[Natural-language object grounding data]

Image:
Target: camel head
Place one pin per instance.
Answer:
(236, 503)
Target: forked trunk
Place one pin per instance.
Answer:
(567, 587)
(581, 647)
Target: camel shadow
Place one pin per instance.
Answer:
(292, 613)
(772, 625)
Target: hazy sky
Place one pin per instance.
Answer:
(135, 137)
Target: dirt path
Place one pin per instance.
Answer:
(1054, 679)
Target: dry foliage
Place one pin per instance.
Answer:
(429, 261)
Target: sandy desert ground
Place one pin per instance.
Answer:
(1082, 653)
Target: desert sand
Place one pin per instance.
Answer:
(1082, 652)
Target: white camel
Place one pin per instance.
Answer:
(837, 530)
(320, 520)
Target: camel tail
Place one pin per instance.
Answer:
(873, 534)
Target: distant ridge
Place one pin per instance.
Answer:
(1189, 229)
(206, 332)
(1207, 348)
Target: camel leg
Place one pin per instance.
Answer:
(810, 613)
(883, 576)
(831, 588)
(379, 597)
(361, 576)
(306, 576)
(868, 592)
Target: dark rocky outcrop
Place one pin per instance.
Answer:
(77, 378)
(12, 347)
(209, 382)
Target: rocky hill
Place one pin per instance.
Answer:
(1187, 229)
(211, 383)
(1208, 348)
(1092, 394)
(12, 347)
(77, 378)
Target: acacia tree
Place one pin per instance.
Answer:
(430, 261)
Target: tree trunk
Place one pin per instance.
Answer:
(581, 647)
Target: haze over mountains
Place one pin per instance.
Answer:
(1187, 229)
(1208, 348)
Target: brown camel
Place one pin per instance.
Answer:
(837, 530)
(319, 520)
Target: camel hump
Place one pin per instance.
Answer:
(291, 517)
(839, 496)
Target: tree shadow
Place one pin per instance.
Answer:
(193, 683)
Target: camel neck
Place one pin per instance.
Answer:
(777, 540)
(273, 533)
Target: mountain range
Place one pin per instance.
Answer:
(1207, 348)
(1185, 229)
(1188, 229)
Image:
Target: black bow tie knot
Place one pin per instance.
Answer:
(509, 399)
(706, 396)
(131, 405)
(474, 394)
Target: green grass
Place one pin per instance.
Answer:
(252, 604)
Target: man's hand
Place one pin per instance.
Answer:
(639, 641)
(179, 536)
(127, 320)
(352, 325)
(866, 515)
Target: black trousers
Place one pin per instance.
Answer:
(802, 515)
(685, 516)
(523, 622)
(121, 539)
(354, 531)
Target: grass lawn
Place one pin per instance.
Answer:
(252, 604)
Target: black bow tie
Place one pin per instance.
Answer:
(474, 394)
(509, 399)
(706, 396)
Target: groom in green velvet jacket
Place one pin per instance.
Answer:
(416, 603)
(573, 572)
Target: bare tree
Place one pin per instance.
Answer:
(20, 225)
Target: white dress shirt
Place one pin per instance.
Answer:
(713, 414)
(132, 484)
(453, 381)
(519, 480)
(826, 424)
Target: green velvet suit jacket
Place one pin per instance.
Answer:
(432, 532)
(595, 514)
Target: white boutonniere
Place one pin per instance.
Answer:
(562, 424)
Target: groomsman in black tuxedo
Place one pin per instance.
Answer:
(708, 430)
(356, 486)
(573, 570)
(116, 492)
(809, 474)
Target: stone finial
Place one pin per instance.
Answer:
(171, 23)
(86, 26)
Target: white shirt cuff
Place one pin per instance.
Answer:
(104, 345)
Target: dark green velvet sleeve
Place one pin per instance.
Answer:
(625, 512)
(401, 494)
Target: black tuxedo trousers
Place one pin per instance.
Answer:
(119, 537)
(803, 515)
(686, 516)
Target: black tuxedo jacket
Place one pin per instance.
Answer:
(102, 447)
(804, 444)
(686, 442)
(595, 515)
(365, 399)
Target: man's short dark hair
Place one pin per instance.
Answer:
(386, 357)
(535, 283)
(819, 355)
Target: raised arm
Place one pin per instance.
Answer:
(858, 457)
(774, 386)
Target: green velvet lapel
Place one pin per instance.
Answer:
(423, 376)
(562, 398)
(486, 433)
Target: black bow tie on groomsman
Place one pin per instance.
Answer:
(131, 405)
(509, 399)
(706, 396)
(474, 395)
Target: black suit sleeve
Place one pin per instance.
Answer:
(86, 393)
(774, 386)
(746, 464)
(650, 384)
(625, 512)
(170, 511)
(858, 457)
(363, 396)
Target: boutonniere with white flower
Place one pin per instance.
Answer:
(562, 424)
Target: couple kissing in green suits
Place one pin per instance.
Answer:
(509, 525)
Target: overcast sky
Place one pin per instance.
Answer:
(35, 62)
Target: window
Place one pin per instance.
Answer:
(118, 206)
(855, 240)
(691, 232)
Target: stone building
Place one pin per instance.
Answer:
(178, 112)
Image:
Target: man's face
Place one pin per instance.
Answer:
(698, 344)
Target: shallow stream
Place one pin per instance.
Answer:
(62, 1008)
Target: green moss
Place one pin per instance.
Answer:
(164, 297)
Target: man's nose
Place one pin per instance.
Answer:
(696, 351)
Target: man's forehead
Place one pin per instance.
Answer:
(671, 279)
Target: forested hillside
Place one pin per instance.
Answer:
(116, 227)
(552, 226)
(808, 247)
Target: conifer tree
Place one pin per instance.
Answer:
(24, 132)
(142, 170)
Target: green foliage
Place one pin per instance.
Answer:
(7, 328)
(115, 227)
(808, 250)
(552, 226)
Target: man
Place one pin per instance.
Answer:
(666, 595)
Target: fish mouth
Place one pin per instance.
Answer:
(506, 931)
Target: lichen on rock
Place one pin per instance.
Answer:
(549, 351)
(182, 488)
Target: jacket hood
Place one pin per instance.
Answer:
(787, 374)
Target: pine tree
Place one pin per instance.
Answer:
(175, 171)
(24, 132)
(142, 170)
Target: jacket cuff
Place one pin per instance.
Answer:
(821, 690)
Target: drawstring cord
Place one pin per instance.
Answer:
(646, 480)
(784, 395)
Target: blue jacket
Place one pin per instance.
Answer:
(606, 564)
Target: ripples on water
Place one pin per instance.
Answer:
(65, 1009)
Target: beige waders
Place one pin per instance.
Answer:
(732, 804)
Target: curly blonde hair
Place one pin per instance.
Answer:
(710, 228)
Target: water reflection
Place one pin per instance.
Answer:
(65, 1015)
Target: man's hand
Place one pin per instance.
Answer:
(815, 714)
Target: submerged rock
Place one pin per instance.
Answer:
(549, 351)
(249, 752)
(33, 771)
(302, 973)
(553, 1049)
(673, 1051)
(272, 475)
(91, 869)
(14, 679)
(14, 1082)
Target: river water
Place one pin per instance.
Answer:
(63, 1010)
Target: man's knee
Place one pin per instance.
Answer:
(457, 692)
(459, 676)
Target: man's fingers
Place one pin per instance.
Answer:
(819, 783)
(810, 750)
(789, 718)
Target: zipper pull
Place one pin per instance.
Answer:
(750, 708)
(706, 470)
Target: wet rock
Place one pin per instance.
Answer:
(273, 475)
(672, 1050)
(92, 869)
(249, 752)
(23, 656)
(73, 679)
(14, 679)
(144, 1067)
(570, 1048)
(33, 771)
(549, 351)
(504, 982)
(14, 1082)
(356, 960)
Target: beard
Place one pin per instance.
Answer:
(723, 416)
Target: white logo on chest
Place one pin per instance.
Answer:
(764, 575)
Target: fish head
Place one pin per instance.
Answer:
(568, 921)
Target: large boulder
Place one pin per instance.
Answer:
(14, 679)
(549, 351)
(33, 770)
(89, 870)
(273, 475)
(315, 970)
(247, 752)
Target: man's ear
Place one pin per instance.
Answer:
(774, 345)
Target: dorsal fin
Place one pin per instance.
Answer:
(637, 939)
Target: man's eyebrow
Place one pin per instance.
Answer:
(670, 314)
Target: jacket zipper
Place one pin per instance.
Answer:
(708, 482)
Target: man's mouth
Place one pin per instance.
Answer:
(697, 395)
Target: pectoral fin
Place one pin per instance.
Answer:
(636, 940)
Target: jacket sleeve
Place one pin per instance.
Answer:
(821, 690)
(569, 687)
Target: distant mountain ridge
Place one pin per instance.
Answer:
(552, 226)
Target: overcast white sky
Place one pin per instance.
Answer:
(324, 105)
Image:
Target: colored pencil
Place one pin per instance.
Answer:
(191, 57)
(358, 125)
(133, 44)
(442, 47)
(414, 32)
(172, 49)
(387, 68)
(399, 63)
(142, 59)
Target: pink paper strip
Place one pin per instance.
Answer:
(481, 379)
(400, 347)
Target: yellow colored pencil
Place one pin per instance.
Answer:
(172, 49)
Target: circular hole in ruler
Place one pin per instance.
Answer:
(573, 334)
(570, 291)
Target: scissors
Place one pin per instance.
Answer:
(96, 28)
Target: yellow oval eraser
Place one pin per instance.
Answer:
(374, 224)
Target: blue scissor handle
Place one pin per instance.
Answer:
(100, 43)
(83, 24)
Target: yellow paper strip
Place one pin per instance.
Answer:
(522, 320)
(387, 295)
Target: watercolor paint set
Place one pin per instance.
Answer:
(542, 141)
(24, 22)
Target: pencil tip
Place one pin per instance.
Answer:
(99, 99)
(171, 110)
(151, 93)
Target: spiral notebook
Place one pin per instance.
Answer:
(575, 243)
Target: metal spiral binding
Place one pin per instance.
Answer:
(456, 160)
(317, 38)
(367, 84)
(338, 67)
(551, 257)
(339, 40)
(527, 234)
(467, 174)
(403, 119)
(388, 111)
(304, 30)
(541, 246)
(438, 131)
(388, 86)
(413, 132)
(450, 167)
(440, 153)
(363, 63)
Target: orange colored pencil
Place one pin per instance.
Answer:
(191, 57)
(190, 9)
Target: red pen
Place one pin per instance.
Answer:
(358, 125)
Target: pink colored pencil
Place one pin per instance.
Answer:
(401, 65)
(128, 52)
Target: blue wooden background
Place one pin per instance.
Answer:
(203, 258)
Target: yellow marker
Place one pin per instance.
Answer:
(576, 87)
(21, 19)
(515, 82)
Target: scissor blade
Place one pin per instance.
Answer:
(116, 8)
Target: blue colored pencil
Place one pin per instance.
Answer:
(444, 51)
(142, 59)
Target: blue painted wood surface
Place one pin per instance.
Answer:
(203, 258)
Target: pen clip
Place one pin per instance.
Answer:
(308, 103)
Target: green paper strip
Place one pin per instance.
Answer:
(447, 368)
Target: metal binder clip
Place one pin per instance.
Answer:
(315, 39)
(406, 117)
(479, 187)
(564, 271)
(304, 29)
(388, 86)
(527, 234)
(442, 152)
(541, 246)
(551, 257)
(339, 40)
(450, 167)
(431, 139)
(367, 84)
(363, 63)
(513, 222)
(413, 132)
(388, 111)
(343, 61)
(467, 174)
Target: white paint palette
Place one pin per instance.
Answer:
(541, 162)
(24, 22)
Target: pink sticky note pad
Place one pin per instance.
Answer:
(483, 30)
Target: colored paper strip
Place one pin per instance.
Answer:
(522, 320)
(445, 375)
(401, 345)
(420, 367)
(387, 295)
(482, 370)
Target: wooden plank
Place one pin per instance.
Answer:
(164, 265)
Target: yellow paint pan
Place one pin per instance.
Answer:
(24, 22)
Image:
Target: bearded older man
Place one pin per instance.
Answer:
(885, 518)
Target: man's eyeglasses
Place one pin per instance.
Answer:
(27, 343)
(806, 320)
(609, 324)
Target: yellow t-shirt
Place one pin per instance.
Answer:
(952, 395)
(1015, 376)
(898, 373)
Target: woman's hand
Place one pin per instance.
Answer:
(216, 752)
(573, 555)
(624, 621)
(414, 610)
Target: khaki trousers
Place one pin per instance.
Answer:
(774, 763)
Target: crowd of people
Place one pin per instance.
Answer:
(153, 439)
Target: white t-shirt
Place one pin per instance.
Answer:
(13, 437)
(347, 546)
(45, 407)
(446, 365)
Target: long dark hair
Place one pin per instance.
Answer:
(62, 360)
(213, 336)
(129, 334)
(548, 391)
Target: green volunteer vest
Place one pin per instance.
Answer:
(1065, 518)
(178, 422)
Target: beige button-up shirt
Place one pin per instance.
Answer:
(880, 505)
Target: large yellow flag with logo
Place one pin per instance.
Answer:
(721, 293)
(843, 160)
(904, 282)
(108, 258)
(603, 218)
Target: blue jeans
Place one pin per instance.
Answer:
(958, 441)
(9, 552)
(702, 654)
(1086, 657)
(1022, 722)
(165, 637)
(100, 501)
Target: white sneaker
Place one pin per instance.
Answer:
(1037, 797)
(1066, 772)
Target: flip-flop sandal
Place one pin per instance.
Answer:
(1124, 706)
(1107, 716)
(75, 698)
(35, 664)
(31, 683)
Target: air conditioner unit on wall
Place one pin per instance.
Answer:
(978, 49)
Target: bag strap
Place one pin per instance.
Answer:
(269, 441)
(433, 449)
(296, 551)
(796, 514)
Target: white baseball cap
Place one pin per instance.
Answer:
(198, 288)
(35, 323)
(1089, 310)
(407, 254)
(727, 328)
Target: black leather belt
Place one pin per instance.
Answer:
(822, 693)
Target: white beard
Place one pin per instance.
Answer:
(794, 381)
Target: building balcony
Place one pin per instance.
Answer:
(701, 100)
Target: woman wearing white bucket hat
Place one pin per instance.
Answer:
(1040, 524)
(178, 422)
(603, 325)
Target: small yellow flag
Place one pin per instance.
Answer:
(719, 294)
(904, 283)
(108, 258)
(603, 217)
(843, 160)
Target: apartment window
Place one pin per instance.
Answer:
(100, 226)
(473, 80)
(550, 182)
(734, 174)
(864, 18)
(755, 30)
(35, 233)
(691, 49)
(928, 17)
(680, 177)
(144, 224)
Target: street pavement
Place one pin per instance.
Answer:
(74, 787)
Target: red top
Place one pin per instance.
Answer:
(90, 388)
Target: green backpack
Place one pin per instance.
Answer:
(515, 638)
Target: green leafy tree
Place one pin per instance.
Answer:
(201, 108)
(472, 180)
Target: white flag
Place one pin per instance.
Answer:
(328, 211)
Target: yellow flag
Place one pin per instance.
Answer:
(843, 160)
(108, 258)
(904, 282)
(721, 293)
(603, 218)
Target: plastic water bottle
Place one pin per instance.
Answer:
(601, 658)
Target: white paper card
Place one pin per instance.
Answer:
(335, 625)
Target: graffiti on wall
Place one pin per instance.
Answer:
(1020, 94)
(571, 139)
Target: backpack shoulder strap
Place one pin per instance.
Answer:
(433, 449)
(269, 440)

◆ Task item:
All lines that hold the word "stone" should be copied from the data.

◆ Solution to the exercise:
Target: stone finial
Target: stone building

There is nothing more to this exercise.